[[ STUDY TEXT open ]]

What if it’s true? What if, at 91, the man who has ruled Cameroon since 1982 dares to run again for the highest office? That would not merely be a show of contempt for the people   it would be an unqualified act of political predation. A slap in the face of collective memory. A life sentence imposed on an entire generation.

Paul Biya: President or Prisoner of the System?

Let’s be honest: Paul Biya hasn’t truly governed Cameroon for years. He has become the symbol of proxy power, where rival factions fight not to lead, but to feed from the trough. Every signature, decree, and appointment is the outcome of a system that has turned opacity into a governing principle.

At his age, the president is nothing but a mask. Behind that mask, faceless hands manipulate the state. And behind those hands lies a deep, visceral fear: fear of losing access to stolen billions, rigged contracts, and unchecked privileges.

One thing is clear: his former collaborators do not fear Biya’s fall for ideological reasons. No. They fear audits. The truth. The courtroom. The reckoning.

Looting in Peace: The Real Goal

Keeping Paul Biya in power is not a national project   it is a cover-up plan. As long as he remains weak, distant, and largely absent, anything goes: inflated contracts, massive embezzlement, plundering of public markets, land grabs, systemic impunity.

Billions poured into the construction of stadiums, scandals involving Camtel, electricity failures, broken telecom networks, ghost hospitals   all of this takes place under the vacant gaze of a government more concerned with its own survival than that of the people.

[[ STUDY TEXT closed ]]

#### TASKS TO CARRY OUT:
- a) Answer each question from the piece on Paul Biya:
(i) Since what year has the man described ruled Cameroon?
(ii) What four things does the piece say his former collaborators fear?
(iii) What amount is said to have been poured into the construction of stadiums?
- b) Copy verbatim the part of the piece on Paul Biya that opens with the words containing "Let’s be honest: Paul" and closes with "courtroom. The reckoning.".
- c) Write the next passage of the piece on Paul Biya, beginning right after its final sentence.
The items have no connection to the piece on Paul Biya.

[[ RECORD EXCERPTS open ]]

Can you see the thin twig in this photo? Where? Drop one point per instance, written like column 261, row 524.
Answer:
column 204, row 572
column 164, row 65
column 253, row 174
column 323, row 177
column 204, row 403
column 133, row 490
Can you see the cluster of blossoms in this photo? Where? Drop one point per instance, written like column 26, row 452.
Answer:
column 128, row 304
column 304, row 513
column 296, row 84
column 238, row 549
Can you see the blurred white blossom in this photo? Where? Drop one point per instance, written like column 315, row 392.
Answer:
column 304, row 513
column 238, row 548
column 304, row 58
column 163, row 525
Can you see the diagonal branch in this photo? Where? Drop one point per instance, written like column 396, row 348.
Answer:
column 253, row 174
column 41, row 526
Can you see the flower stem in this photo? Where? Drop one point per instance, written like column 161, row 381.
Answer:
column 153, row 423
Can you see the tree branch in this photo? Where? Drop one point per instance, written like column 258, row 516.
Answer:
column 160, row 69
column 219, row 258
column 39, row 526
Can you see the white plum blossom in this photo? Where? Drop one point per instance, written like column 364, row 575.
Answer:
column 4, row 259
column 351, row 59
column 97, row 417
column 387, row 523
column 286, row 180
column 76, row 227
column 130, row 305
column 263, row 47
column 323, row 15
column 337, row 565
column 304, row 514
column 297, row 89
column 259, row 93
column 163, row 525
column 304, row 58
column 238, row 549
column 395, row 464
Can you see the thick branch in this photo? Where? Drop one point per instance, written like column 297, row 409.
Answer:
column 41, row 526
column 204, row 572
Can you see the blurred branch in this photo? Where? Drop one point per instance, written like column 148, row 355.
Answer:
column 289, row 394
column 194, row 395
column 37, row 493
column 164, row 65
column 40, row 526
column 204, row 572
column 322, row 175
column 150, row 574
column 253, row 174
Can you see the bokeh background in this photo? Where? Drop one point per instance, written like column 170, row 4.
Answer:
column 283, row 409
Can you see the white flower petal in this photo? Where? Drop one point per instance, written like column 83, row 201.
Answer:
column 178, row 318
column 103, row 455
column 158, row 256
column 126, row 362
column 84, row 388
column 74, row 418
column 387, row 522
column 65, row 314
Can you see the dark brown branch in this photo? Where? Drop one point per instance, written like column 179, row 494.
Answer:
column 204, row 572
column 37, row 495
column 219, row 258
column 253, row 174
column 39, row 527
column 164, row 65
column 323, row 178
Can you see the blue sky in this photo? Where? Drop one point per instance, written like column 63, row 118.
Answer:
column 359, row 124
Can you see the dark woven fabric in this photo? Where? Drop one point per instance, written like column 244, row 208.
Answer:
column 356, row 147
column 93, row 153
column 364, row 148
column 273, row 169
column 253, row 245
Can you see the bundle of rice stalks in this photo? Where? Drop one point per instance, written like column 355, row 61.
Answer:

[[ RECORD EXCERPTS closed ]]

#### WRITTEN RESPONSES:
- a)
(i) 1982
(ii) Audits, the truth, the courtroom and the reckoning
(iii) Billions

- b)
Let’s be honest: Paul Biya hasn’t truly governed Cameroon for years. He has become the symbol of proxy power, where rival factions fight not to lead, but to feed from the trough. Every signature, decree, and appointment is the outcome of a system that has turned opacity into a governing principle.

At his age, the president is nothing but a mask. Behind that mask, faceless hands manipulate the state. And behind those hands lies a deep, visceral fear: fear of losing access to stolen billions, rigged contracts, and unchecked privileges.

One thing is clear: his former collaborators do not fear Biya’s fall for ideological reasons. No. They fear audits. The truth. The courtroom. The reckoning.

- c)
Cameroon has become a company in liquidation, managed by unworthy heirs who refuse to leave for fear of being caught by the law or by popular revolt.

And What About the People?

The Cameroonian people watch, observe, endure. They endure water shortages, unjustified bills, broken roads, inaccessible healthcare, decaying education, corrupt police, and youth unemployment. And still, they vote. Sometimes they hope. Often, they resign themselves.

But for how much longer?

One Mandate Too Many… or the Catalyst for Rebirth?

If Paul Biya announces his candidacy for 2025, it must mark a breaking point. Because this would be a candidacy rooted in absolute disdain, clinical detachment, and final provocation. It would no longer be Biya versus the opposition  it would be Biya versus History. Biya versus his own people. Biya versus common sense.

The question is no longer whether he can still govern. He cannot.

The real question is: How much longer will we allow this farce to continue?